| Problem to work on |
Reproduce the lines of the listing below without any change, beginning at the line that contains "Verification task: determine if the wing-mounted" and stopping after the line that contains "[767,400,1142,470]".

| Data |
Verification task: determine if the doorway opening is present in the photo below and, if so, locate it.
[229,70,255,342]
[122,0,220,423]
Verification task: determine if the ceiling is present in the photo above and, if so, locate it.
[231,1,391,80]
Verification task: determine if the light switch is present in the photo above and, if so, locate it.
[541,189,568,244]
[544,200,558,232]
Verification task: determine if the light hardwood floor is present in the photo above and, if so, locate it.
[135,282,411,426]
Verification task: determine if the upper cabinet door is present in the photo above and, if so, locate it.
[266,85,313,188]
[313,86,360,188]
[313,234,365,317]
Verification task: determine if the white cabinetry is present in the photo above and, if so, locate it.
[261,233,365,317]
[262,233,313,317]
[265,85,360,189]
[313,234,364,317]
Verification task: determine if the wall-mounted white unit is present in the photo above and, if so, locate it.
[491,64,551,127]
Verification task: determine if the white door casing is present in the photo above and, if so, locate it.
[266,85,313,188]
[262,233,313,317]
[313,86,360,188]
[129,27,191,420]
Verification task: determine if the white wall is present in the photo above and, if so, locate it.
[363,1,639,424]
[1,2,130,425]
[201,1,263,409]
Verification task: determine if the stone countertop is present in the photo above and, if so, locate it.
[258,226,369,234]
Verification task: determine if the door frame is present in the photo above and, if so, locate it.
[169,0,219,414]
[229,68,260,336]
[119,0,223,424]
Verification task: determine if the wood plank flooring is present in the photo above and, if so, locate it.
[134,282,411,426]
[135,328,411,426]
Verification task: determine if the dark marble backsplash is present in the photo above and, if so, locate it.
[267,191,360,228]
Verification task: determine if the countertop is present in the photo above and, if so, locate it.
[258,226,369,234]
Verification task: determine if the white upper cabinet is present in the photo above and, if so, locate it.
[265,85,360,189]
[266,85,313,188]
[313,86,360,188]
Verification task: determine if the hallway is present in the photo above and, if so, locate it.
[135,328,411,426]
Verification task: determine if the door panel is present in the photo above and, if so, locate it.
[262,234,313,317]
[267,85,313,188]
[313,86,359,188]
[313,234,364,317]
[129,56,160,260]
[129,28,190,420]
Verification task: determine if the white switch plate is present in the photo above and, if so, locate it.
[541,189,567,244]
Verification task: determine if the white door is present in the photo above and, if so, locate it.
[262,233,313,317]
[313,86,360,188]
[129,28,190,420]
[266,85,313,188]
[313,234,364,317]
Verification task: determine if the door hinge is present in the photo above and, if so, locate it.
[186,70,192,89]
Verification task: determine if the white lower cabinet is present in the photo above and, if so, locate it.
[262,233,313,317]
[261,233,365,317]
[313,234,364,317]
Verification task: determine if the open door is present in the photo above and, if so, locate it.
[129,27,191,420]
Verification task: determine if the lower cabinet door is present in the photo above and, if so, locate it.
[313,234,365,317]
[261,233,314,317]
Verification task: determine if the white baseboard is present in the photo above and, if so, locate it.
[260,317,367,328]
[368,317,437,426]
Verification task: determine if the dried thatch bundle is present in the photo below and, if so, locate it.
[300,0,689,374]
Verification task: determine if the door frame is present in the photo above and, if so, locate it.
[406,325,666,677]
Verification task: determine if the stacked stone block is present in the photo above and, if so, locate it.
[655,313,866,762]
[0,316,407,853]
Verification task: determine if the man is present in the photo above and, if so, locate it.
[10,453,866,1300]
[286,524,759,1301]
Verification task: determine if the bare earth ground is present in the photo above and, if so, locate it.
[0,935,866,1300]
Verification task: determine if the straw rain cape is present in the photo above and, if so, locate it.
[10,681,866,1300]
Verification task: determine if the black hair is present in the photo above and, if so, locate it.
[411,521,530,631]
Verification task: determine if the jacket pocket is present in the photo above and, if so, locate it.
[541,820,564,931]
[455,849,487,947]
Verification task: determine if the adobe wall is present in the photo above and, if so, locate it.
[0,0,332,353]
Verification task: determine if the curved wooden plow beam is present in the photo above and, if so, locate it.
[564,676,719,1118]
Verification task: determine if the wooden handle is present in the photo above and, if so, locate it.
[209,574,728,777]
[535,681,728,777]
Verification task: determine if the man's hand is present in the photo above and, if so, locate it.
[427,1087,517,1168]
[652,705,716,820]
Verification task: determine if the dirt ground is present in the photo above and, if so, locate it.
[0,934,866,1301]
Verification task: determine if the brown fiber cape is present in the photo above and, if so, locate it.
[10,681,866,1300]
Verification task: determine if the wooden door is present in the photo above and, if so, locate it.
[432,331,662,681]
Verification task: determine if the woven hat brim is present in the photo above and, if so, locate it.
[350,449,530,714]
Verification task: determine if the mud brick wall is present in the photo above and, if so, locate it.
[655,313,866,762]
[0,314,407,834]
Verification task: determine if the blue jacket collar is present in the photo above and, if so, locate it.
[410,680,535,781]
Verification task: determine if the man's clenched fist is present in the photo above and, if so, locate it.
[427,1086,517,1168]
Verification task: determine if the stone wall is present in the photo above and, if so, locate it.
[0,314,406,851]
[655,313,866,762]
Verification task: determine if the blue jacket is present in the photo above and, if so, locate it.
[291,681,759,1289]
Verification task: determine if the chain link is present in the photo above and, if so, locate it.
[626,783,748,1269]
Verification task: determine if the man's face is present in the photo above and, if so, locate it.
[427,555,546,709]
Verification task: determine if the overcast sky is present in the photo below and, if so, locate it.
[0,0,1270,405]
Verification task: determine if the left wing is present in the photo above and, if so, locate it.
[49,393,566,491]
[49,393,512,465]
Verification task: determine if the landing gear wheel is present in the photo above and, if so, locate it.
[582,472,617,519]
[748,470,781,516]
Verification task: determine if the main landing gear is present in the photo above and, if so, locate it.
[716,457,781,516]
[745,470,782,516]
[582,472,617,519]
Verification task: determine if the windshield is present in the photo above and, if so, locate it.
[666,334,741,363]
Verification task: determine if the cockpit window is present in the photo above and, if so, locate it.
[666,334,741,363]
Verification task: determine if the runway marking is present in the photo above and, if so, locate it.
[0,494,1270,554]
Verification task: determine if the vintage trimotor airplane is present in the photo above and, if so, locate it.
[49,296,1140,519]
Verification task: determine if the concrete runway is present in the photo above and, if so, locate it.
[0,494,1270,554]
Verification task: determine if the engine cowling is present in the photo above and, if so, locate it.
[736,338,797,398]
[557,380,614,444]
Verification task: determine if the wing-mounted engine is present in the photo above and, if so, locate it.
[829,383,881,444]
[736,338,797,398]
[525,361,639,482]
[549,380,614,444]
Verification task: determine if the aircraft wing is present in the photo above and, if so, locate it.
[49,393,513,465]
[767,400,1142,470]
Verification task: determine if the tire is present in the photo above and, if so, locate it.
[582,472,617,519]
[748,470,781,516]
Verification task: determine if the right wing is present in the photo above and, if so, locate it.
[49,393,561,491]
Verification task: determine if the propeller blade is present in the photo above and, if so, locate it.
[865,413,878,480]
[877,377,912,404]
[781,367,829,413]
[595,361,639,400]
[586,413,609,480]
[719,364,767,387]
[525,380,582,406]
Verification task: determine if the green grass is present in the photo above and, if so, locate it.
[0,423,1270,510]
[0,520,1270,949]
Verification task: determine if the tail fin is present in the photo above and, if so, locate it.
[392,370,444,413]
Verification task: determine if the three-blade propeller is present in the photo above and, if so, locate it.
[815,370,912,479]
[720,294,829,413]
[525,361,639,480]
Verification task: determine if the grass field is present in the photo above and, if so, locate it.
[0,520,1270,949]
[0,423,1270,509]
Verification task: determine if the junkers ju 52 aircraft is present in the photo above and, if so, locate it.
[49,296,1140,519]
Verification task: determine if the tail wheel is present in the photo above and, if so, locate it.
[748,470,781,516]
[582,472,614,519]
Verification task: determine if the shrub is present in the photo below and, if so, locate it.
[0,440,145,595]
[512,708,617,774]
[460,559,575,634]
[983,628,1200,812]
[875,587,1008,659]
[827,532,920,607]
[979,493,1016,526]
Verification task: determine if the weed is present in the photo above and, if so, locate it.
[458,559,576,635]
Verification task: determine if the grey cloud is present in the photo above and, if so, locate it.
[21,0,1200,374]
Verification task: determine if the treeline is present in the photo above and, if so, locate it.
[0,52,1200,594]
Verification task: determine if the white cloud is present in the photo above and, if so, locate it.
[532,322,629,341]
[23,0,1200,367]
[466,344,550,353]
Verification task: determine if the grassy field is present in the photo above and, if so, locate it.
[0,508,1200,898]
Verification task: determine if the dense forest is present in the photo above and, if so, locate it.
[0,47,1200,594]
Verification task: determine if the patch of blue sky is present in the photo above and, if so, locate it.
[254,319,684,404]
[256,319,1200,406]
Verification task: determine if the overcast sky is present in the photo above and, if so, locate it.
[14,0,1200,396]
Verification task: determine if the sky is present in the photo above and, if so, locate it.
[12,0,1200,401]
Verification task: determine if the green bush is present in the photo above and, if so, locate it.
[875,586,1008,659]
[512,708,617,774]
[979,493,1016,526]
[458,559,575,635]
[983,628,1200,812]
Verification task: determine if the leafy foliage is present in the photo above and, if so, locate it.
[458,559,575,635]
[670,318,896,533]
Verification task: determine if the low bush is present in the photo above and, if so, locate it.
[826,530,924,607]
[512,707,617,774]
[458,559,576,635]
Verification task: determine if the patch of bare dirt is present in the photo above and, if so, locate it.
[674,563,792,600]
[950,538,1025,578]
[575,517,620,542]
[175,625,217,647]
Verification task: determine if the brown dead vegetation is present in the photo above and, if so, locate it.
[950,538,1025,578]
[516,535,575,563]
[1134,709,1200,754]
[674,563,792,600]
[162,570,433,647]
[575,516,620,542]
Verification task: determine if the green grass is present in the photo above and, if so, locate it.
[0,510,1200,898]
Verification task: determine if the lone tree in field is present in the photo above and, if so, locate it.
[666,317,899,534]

| Correct output |
Verification task: determine if the wing-mounted engine is present in the photo above and, if so, locate it.
[829,383,881,444]
[736,338,797,398]
[525,361,639,482]
[549,380,614,444]
Verification task: determine if the aircraft wing is present in the photo above and, if so, locate it.
[49,393,513,465]
[767,400,1142,470]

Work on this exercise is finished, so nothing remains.